Count the lines that contain the string "background" in the records beneath, and respond with the number only.

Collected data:
>>>

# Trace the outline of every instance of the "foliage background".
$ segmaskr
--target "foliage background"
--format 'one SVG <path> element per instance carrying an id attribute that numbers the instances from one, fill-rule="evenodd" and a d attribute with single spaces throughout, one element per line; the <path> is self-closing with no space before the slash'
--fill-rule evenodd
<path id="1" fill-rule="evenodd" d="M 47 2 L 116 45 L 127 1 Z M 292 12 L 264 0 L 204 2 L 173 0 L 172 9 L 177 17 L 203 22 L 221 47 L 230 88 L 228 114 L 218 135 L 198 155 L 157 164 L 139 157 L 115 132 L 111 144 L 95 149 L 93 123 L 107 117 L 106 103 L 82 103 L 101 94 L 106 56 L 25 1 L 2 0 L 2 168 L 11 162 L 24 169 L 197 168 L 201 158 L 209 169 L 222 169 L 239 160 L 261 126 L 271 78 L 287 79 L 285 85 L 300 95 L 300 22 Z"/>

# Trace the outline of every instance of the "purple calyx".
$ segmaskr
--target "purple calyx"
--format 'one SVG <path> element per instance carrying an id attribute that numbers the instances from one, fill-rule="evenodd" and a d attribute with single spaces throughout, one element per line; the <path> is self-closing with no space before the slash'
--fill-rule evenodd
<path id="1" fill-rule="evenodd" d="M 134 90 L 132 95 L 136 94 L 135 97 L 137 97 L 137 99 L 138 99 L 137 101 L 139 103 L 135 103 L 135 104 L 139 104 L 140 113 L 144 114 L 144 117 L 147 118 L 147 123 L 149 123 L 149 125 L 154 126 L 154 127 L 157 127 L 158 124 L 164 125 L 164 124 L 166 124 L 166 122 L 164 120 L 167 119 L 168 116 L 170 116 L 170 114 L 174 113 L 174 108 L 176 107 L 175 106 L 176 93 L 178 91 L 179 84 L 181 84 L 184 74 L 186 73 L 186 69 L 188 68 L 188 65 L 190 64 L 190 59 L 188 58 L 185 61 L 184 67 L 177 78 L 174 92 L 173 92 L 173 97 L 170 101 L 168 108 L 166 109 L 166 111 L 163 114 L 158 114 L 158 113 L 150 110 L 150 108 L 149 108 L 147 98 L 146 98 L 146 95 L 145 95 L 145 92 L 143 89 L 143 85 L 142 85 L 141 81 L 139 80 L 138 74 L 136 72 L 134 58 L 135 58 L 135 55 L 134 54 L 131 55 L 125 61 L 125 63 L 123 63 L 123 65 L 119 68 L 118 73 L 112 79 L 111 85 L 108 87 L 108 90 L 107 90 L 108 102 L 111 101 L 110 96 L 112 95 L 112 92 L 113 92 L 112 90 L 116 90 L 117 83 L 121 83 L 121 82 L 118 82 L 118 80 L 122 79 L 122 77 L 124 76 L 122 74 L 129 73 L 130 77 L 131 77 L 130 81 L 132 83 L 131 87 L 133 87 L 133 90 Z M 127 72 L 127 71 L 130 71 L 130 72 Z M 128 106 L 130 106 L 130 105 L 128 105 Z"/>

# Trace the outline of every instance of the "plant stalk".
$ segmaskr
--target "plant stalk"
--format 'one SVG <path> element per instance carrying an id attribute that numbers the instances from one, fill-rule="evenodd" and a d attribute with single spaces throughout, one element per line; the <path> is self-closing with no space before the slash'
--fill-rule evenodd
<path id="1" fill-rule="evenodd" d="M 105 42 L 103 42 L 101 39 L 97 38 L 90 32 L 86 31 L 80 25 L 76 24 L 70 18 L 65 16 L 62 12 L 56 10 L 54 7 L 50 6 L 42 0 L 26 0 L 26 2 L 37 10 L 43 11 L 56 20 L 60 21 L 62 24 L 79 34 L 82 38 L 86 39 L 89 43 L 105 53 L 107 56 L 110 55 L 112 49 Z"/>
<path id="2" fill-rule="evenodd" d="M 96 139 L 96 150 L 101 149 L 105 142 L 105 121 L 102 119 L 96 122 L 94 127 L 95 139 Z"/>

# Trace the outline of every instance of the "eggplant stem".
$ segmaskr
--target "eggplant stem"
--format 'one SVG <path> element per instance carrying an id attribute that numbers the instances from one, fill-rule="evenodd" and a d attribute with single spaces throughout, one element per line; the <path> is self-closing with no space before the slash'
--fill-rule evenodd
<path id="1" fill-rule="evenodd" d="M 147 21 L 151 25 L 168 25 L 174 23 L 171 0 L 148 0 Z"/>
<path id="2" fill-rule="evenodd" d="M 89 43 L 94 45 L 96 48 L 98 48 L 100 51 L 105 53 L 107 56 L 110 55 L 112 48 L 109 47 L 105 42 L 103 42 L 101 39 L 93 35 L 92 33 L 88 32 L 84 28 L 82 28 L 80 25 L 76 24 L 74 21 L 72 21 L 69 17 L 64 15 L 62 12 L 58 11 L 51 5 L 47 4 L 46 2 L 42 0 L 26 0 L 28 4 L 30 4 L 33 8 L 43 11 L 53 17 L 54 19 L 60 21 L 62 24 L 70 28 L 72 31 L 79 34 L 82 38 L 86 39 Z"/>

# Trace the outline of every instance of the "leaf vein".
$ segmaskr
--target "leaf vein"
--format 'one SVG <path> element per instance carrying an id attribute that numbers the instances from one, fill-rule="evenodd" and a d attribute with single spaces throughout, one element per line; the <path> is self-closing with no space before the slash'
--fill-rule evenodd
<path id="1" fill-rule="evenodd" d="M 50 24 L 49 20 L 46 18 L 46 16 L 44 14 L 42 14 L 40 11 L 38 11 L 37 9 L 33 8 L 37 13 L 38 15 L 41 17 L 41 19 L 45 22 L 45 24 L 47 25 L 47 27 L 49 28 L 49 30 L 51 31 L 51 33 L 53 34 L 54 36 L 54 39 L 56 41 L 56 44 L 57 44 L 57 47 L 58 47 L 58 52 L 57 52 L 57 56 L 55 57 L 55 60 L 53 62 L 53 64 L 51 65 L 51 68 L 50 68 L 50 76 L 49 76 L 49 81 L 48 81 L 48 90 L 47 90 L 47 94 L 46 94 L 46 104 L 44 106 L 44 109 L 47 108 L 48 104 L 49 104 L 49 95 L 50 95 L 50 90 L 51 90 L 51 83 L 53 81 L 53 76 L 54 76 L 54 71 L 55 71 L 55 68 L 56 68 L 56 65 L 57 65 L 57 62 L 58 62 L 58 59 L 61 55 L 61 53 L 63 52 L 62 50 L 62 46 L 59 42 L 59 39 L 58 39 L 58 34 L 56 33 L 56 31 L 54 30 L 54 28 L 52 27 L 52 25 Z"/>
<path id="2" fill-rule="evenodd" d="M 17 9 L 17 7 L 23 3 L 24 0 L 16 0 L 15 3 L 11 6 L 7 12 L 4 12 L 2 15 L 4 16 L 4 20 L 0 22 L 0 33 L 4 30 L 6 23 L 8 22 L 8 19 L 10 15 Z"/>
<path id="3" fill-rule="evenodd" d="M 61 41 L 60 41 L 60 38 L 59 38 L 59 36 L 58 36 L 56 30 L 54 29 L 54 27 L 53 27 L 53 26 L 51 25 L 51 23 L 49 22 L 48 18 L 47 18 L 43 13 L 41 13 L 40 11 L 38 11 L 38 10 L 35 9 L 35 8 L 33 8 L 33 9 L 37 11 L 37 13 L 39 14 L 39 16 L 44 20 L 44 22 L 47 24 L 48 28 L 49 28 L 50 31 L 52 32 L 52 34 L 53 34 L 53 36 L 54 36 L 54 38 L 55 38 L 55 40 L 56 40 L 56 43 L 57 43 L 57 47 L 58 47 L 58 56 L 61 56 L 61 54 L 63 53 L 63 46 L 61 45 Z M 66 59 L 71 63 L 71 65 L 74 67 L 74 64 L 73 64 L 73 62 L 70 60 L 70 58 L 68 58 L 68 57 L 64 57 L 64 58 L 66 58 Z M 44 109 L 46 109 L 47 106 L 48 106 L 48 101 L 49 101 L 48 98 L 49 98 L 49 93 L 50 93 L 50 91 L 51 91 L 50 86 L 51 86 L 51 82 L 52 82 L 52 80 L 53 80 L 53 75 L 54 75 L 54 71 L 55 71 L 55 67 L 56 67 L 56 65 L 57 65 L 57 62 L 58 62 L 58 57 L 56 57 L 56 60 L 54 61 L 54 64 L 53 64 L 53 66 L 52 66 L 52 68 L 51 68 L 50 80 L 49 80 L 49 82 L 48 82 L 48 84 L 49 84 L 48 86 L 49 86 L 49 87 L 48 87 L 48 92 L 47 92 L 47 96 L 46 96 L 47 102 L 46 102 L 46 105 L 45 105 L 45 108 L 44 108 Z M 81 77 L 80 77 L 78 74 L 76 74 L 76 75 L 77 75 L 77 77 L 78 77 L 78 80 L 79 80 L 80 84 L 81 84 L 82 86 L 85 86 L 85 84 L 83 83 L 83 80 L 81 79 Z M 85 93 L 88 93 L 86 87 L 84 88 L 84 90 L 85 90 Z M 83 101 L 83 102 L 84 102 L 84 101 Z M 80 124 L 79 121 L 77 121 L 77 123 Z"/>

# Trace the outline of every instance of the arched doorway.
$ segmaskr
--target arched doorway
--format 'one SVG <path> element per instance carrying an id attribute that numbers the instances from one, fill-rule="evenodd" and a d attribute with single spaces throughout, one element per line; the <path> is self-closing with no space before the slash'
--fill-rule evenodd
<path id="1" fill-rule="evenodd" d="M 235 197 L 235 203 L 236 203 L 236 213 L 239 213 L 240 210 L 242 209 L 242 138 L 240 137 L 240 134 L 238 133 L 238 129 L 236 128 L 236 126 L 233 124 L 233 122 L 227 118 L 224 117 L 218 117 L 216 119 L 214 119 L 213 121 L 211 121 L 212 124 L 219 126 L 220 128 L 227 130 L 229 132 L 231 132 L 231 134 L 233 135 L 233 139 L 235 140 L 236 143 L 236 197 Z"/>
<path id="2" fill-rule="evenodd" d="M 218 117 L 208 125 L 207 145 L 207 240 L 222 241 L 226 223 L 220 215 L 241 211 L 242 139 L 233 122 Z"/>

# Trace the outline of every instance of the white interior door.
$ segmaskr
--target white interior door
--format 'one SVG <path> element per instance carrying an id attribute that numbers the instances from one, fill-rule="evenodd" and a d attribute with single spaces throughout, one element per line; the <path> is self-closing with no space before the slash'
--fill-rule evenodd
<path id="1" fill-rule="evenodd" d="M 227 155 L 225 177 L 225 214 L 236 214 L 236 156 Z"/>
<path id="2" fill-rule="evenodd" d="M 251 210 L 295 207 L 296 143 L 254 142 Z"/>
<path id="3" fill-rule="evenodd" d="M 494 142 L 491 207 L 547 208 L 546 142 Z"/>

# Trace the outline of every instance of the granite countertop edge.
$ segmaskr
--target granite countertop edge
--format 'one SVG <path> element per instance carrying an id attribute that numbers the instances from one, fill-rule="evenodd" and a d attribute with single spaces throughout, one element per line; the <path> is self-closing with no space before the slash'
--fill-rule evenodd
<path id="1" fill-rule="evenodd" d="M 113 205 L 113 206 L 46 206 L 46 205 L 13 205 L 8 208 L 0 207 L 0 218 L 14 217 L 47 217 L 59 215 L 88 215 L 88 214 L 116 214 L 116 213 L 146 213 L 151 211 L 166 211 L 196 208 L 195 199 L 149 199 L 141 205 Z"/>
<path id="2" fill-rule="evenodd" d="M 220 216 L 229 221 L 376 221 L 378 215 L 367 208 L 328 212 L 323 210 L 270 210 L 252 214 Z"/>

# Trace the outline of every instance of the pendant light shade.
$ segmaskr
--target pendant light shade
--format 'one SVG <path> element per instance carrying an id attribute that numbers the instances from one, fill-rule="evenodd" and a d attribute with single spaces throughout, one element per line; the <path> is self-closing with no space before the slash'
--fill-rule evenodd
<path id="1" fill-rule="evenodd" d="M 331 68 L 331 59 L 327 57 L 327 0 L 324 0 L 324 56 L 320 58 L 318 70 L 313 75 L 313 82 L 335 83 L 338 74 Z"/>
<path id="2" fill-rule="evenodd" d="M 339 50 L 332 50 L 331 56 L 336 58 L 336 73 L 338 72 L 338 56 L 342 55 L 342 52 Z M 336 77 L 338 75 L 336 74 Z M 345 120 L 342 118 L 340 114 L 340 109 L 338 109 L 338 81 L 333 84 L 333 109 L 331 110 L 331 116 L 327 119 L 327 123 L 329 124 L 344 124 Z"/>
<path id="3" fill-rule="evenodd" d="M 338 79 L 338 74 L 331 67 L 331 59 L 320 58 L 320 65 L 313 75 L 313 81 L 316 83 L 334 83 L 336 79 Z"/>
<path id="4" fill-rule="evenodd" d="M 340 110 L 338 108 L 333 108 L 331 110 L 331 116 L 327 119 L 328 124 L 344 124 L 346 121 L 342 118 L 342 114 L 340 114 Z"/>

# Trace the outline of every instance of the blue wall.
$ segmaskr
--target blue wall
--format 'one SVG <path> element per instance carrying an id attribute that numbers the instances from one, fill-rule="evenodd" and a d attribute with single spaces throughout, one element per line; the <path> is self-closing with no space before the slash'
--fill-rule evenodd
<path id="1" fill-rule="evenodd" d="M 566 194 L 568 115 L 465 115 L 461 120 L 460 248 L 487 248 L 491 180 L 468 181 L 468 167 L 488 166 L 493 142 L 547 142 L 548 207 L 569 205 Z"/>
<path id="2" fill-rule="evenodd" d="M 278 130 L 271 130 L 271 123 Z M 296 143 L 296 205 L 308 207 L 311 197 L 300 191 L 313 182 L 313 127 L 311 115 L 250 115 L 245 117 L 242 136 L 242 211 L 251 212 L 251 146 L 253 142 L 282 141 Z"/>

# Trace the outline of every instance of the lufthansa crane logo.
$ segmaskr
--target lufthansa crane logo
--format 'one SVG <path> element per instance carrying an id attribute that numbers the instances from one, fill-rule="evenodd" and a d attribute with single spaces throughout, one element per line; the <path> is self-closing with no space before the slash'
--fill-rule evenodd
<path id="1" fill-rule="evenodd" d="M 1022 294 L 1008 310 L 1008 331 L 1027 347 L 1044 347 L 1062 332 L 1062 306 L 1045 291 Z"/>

<<<

Task output
2